• _Testo dell'esercizio_:
——
Ero di turno quella notte.Verso le 23, passando accanto alla stanza di Sergio, paziente terminale per neoplasia polmonare, ero tentato di filar via dritto, “tanto non posso far nulla!”, mi dicevo. Ma fu più forte di me ed entrai: solo ma tranquillo, mi guardò e gli chiesi: «Allora, come va?», ruotò il palmo delle mani, allargò un po’ le braccia e sorrise... di cuore, quasi come per ringraziarmi per quel piccolo gesto inatteso.
Rimasi un po’ con lui, e andandomene gli feci una carezza sulle gambe e gli dissi: «A presto!». Mi guardò e mi disse: «No! Il più tardi possibile, dottore». Quella notte Sergio ci salutò e mi fece capire che alla scuola del malato c’è sempre da imparare: anche quando ci pare di non aver nulla da donare, il nostro niente può diventare grande abbastanza per accogliere la consegna d’amore di una vita al tramonto.
Evelin era il suo nome.
Un nome che testimonia il sogno di molte famiglie dell’America del sud, di un domani migliore, diverso, dove la parola «necessario» possa, magari, abbinarsi a possedere qualcosa di superfluo che consenta di guardare al domani con occhi tranquilli, la pace nel cuore e una vita che assomigli allo stile dell’America bene, made in USA.
Evelin, colombiana, dodici anni, leucemia terminale in un letto d’ospedale, testimone impotente dell’arenarsi della scienza e dell’infrangersi di un sogno. Antonio, collega e amico, pediatra emato-oncologo, mi chiamò per una consulenza pneumologica, data l’insufficienza respiratoria che Evelin aveva sviluppato.
——
• _Dati da esaminare_:
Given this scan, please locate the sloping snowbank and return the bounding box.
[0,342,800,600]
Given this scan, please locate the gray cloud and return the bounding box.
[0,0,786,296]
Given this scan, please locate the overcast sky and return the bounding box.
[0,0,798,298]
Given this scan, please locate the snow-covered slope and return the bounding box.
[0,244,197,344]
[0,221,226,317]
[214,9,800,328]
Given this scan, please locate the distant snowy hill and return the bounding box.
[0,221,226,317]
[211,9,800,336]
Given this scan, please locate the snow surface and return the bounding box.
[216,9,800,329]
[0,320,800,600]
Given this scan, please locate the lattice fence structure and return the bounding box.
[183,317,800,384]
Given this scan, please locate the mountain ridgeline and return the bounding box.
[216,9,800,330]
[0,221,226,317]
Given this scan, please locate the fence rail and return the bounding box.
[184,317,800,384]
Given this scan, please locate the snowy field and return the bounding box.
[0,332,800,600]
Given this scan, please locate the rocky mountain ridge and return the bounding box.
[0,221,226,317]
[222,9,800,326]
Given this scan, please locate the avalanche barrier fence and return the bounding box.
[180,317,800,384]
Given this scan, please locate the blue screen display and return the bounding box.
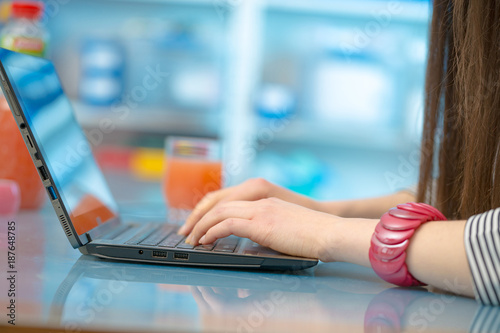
[0,49,118,235]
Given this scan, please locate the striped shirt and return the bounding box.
[465,208,500,306]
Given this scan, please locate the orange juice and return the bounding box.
[0,96,46,209]
[163,157,222,210]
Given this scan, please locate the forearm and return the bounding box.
[317,191,415,218]
[320,219,474,296]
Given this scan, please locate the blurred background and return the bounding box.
[3,0,431,199]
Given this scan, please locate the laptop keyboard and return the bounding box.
[125,225,240,253]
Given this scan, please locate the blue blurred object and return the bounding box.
[257,83,296,119]
[79,38,125,106]
[257,149,333,196]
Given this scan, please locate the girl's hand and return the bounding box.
[179,178,318,235]
[187,198,340,260]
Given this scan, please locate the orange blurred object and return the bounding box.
[0,96,46,209]
[69,194,116,235]
[163,157,222,210]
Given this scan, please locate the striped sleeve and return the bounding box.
[465,208,500,306]
[469,306,500,333]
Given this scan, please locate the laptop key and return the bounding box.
[125,223,158,245]
[194,244,215,251]
[158,233,185,247]
[139,225,175,246]
[214,238,239,252]
[176,242,194,249]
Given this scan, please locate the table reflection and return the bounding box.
[50,256,500,332]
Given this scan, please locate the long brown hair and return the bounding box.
[417,0,500,219]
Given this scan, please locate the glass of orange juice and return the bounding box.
[163,136,222,223]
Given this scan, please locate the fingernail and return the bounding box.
[177,225,187,235]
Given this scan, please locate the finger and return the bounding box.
[186,201,254,245]
[177,188,229,235]
[201,217,264,245]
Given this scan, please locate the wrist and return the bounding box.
[319,215,378,267]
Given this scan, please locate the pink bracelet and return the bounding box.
[369,202,446,287]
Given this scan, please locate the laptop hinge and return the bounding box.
[85,232,92,243]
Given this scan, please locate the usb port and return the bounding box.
[174,252,189,260]
[153,251,167,258]
[47,186,57,200]
[38,165,49,180]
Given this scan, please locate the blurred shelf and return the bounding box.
[256,119,413,151]
[72,101,221,137]
[83,0,430,22]
[266,0,431,23]
[91,0,215,6]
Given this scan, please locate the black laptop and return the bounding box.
[0,49,318,270]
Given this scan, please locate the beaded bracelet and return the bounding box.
[369,202,446,287]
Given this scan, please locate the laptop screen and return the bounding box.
[0,49,118,235]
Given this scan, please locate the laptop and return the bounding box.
[0,48,318,270]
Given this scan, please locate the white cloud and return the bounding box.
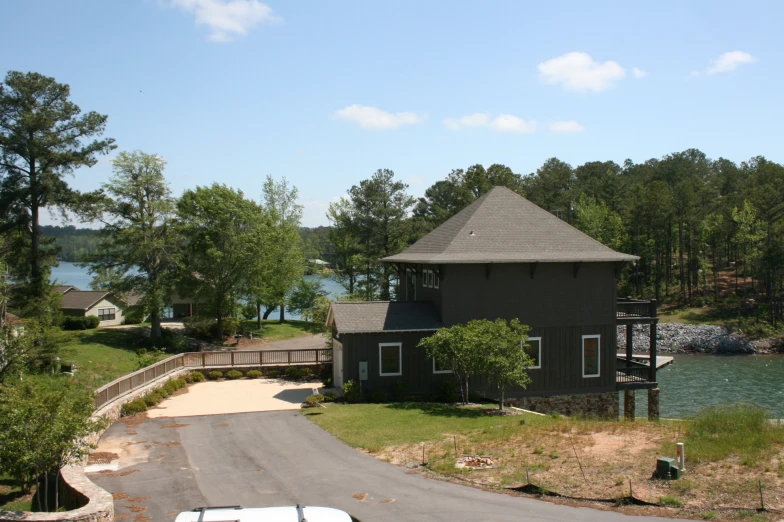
[335,104,427,129]
[538,52,626,92]
[444,113,536,134]
[548,120,585,134]
[171,0,283,42]
[705,51,757,74]
[444,113,490,130]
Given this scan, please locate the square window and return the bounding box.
[378,343,403,377]
[583,335,601,377]
[433,357,452,373]
[524,337,542,370]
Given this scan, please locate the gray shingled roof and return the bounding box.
[384,187,639,264]
[327,301,443,333]
[60,290,115,310]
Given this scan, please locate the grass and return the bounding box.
[242,319,324,341]
[305,402,550,452]
[687,404,784,466]
[60,328,146,388]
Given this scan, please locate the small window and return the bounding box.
[378,343,403,377]
[433,357,452,373]
[525,337,542,370]
[98,308,115,321]
[583,335,601,377]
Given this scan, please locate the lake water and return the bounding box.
[52,261,346,320]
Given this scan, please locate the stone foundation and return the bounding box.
[509,392,618,419]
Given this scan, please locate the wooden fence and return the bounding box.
[95,348,332,409]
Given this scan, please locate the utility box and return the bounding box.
[656,457,681,480]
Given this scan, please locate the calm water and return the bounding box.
[632,354,784,419]
[47,261,346,319]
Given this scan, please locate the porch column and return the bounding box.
[623,390,636,422]
[648,388,659,420]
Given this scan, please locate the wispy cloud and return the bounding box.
[444,113,536,134]
[538,52,626,92]
[548,120,585,134]
[171,0,283,42]
[334,104,427,129]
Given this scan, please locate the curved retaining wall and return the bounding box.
[0,369,190,522]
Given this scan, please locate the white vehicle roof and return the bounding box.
[175,505,352,522]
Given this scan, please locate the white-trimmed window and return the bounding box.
[378,343,403,377]
[98,308,116,321]
[583,335,602,377]
[433,357,452,373]
[520,337,542,370]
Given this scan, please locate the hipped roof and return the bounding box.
[327,301,443,333]
[383,187,639,264]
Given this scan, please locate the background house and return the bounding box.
[60,290,126,326]
[327,187,655,416]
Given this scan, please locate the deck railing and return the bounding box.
[95,348,332,409]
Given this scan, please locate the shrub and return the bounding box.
[63,315,101,330]
[286,366,302,381]
[392,380,408,402]
[368,390,387,403]
[438,379,460,403]
[343,379,361,403]
[120,399,147,417]
[144,391,163,408]
[305,393,324,407]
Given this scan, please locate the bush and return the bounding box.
[226,370,244,380]
[343,379,361,403]
[392,380,408,402]
[368,390,387,404]
[286,366,303,381]
[144,390,163,408]
[120,399,147,417]
[438,379,460,403]
[63,315,101,330]
[305,393,324,407]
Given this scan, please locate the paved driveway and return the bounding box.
[90,411,664,522]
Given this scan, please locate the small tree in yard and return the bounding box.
[419,319,533,410]
[0,377,104,511]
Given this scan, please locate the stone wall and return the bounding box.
[509,392,618,419]
[0,368,190,522]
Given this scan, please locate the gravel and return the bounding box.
[618,323,770,355]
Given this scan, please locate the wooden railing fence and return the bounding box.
[95,348,332,408]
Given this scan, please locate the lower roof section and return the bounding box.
[327,301,443,334]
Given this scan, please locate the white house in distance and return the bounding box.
[60,288,126,326]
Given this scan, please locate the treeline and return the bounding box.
[328,149,784,316]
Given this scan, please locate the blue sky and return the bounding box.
[0,0,784,226]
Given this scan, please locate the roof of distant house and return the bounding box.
[384,187,639,264]
[60,290,117,310]
[327,301,443,333]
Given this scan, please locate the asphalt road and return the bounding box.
[90,411,665,522]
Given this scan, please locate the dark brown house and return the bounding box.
[327,187,658,416]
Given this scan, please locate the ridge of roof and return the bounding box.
[383,187,639,264]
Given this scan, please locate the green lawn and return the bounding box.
[305,402,553,452]
[242,319,324,341]
[60,328,145,388]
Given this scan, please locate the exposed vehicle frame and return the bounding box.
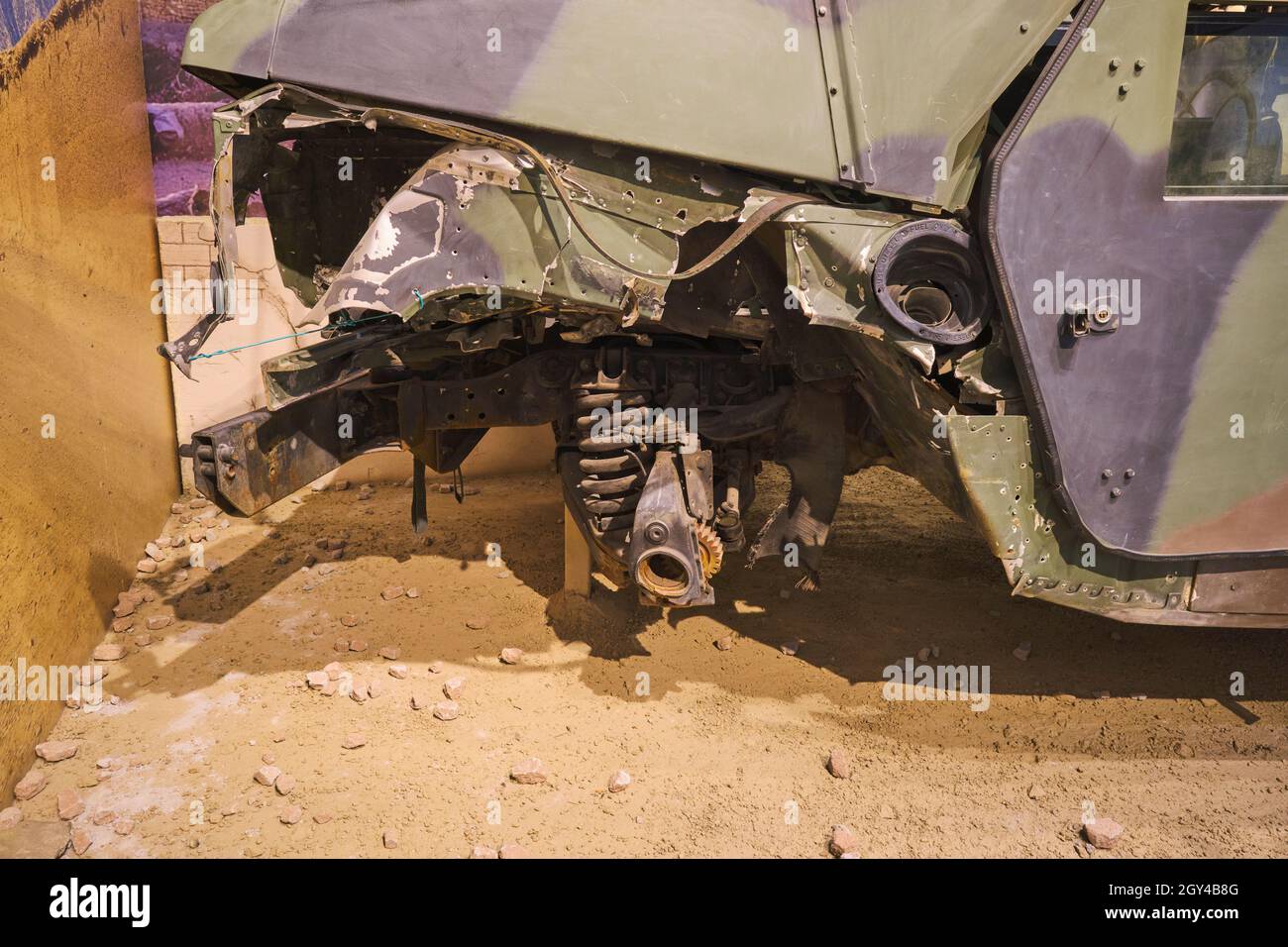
[163,0,1288,627]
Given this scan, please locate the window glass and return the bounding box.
[1167,14,1288,197]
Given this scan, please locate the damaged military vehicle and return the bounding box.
[163,0,1288,627]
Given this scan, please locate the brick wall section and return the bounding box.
[158,217,215,287]
[141,0,215,23]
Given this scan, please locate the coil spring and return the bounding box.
[574,389,651,546]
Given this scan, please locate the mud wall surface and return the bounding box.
[0,0,177,806]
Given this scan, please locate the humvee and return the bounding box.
[162,0,1288,627]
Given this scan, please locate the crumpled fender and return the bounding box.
[309,146,679,322]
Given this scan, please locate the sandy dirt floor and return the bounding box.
[2,468,1288,858]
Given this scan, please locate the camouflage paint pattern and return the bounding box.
[178,0,1288,626]
[989,0,1288,557]
[184,0,1074,210]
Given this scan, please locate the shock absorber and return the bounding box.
[561,349,652,566]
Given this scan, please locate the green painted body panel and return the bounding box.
[184,0,1070,209]
[993,0,1288,558]
[173,0,1288,627]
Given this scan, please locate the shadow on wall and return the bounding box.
[0,0,177,796]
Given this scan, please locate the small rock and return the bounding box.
[827,746,853,780]
[827,824,859,858]
[36,740,80,763]
[91,644,125,661]
[510,756,549,785]
[1082,818,1124,850]
[58,789,85,822]
[72,828,94,856]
——
• _Su cosa lavorare_: Puoi riscrivere il testo, tutto ciò che va da "Ero di turno" giù fino a "il suo nome.", cambiando "notte" in "sera"?

• _Risultato dell'esercizio_:
Ero di turno quella sera.Verso le 23, passando accanto alla stanza di Sergio, paziente terminale per neoplasia polmonare, ero tentato di filar via dritto, “tanto non posso far nulla!”, mi dicevo. Ma fu più forte di me ed entrai: solo ma tranquillo, mi guardò e gli chiesi: «Allora, come va?», ruotò il palmo delle mani, allargò un po’ le braccia e sorrise... di cuore, quasi come per ringraziarmi per quel piccolo gesto inatteso.
Rimasi un po’ con lui, e andandomene gli feci una carezza sulle gambe e gli dissi: «A presto!». Mi guardò e mi disse: «No! Il più tardi possibile, dottore». Quella sera Sergio ci salutò e mi fece capire che alla scuola del malato c’è sempre da imparare: anche quando ci pare di non aver nulla da donare, il nostro niente può diventare grande abbastanza per accogliere la consegna d’amore di una vita al tramonto.
Evelin era il suo nome.